PAGE TEXT:
####################

After all, if your target audience knows about your business and has a good impression of it, they’re more likely to come directly to you when they need help.
Alternatively, even if they do use a search engine, they’ll use a branded keyword that includes your business’s name. For example, they might Google “how to build a landing page with Elementor” as opposed to just “how to build a landing page.”
To build brand awareness and customer loyalty, it helps to:
- Market your business more, including using inbound SaaS marketing tactics like publishing more blog posts. (Yes, using inbound marketing methods to grow your inbound traffic sounds meta, but it works.)
- Work on delivering an amazing user experience so your customers are more than happy to continue using your product (and recommend it to others!)
Inbound SaaS marketing: case studies
This business needs no introduction, and it has probably one of the best inbound marketing strategies out there.
Being a CRM platform that caters to marketing, sales, customer service, and ops teams, HubSpot has created a whole range of blog content on all these topics. Just browse these articles on creating a marketing plan, best sales email subject lines, and the role of a customer success manager, for example.
Many of HubSpot’s articles also rank on the first page of the SERPs—if not in the coveted #1 position, like all three articles mentioned above actually.

####################

ENTRIES PROVIDED:
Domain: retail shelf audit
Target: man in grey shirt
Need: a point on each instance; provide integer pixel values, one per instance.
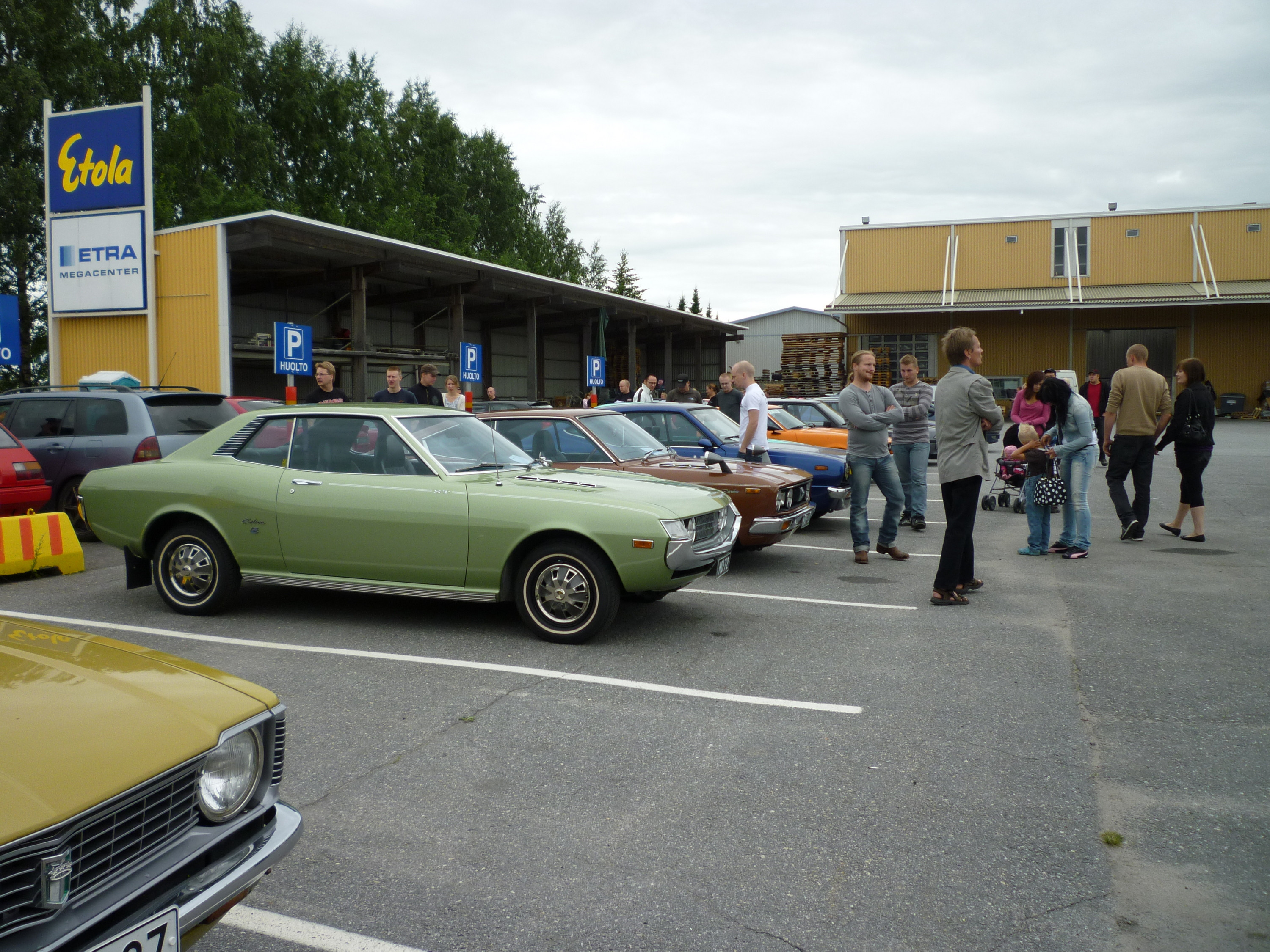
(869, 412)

####################

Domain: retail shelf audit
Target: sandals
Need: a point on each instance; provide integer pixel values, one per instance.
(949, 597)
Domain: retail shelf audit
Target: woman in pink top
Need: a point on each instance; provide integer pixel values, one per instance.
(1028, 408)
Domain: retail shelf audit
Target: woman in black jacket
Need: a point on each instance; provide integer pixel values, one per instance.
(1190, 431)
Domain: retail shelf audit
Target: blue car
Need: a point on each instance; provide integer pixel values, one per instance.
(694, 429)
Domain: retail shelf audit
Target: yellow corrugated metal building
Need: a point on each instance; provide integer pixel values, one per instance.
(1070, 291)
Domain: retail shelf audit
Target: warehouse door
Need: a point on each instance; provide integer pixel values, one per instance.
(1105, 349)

####################

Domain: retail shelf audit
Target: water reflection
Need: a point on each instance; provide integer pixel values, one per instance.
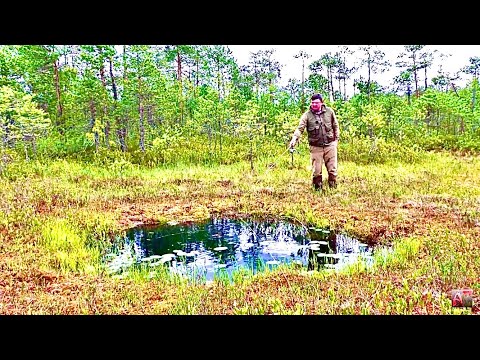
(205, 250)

####################

TASKS TO CARRY OUT:
(a) Copy the stretch of the inbound SaaS marketing text from "Alternatively, even if" through "but it works.)" word for word.
(b) In the inbound SaaS marketing text, which teams does HubSpot's CRM platform cater to?

RESULTS OF THE EXERCISE:
(a)
Alternatively, even if they do use a search engine, they’ll use a branded keyword that includes your business’s name. For example, they might Google “how to build a landing page with Elementor” as opposed to just “how to build a landing page.”
To build brand awareness and customer loyalty, it helps to:
- Market your business more, including using inbound SaaS marketing tactics like publishing more blog posts. (Yes, using inbound marketing methods to grow your inbound traffic sounds meta, but it works.)

(b) Marketing, sales, customer service, and ops teams.